Location labeling lines:
────
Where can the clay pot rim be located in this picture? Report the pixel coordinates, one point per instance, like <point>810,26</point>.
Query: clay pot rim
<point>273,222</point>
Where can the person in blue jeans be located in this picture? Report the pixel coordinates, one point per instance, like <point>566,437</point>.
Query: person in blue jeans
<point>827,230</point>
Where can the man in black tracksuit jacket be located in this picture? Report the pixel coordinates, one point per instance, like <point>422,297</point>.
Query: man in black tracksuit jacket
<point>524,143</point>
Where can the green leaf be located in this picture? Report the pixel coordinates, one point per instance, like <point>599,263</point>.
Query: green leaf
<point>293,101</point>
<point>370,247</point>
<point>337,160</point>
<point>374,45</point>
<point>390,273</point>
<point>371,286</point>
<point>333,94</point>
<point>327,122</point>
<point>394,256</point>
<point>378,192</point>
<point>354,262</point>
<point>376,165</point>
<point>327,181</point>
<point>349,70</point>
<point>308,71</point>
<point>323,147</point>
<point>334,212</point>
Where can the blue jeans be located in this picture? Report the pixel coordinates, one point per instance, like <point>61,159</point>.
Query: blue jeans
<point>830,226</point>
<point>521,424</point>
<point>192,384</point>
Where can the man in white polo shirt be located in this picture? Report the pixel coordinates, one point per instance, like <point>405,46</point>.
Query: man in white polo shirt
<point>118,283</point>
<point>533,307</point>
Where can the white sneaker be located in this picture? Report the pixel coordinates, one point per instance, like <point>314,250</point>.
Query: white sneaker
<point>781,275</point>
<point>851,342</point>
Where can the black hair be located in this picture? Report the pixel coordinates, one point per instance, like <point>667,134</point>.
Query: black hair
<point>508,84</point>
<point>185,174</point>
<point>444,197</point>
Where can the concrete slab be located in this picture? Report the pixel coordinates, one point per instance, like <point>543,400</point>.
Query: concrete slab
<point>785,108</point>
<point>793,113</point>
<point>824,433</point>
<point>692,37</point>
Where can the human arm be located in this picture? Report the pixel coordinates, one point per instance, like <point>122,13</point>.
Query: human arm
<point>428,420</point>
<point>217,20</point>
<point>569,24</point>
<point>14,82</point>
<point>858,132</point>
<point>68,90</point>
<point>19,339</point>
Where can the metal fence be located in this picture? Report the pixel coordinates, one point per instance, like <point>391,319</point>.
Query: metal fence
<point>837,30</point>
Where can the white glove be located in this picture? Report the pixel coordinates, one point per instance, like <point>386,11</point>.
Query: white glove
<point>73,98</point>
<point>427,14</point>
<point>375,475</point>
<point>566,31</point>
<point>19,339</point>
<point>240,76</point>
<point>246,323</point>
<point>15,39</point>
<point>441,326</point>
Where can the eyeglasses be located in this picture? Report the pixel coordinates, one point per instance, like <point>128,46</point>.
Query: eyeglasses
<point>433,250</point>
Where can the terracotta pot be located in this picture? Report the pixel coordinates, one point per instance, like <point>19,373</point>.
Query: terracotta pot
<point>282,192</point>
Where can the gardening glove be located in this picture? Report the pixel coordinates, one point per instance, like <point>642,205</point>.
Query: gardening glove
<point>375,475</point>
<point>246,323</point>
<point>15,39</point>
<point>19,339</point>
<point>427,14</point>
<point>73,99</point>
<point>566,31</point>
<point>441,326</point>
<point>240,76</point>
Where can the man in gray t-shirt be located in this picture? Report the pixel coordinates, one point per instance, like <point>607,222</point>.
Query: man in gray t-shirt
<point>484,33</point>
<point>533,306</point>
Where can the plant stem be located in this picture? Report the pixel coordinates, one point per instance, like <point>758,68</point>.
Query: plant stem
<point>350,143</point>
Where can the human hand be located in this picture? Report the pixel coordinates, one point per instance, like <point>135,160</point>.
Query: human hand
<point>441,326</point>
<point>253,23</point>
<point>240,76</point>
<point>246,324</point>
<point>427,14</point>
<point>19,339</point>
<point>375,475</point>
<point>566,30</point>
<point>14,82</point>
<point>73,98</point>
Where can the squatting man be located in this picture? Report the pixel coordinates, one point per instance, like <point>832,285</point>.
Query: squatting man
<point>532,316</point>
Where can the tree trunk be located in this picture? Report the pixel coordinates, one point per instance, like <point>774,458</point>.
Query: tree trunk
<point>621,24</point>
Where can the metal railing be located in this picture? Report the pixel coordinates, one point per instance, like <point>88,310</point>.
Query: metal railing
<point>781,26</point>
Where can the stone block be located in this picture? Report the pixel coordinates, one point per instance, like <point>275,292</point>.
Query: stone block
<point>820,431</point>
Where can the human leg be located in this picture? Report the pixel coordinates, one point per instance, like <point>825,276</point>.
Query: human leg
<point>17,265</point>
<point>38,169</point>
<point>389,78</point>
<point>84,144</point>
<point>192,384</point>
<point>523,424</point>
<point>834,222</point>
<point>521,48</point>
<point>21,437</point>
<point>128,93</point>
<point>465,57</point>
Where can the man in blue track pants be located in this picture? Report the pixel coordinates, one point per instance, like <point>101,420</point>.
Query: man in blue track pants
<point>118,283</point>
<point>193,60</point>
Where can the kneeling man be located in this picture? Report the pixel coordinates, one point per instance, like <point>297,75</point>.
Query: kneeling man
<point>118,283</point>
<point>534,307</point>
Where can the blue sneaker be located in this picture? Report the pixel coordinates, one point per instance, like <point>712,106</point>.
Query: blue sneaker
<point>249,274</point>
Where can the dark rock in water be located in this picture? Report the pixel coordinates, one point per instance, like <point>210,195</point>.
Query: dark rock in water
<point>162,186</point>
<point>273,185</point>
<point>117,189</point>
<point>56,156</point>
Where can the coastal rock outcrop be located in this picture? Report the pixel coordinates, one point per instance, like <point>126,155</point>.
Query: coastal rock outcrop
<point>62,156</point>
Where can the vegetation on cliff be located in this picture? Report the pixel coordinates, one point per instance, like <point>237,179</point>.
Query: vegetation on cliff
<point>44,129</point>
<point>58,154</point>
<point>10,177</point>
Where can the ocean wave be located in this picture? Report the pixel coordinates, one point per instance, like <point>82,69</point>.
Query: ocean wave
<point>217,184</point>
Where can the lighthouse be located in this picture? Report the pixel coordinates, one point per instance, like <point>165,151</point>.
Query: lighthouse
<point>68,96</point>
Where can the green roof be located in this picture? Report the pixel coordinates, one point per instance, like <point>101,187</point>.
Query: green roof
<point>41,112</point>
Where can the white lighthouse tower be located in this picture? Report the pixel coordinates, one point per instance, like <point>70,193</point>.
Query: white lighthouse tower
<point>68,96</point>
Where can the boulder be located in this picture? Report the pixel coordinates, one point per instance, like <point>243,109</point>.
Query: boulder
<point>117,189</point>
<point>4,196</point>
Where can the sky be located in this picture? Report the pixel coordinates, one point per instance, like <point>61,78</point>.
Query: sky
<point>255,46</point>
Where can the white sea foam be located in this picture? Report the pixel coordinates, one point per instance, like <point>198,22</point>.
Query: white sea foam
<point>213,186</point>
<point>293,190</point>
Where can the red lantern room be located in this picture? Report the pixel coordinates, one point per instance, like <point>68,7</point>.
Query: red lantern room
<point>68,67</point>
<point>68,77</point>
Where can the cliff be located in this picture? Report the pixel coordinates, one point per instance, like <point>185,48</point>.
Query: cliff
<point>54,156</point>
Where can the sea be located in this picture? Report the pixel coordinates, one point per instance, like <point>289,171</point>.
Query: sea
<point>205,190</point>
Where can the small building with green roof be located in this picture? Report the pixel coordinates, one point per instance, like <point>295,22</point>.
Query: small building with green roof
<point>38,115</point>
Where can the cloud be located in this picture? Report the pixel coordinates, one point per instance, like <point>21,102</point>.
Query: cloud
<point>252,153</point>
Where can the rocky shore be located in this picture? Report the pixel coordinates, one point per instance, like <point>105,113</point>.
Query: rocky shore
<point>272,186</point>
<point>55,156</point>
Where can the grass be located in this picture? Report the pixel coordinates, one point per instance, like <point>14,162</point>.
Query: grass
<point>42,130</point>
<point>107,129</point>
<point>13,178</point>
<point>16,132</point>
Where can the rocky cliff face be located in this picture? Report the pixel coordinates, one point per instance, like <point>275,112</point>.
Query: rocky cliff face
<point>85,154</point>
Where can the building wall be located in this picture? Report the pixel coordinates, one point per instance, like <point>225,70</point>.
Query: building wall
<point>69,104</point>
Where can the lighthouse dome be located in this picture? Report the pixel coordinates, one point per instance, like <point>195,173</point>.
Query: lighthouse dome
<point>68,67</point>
────
Copy word for word everything in the lines above, from the very start down to and including the line that contains "<point>524,143</point>".

• [Reply to the task]
Where can the clay pot rim be located in this picture? Report the pixel coordinates, one point per instance, like <point>810,26</point>.
Query: clay pot rim
<point>273,222</point>
Where can the person in blue jeans be located in this picture? Report the pixel coordinates, one point per instance, like <point>566,437</point>.
Query: person in blue jeans
<point>827,230</point>
Where can the man in black tracksuit jacket be located in this picture? Report the pixel coordinates, one point per instance, like <point>422,297</point>.
Query: man in black tracksuit jacket
<point>524,143</point>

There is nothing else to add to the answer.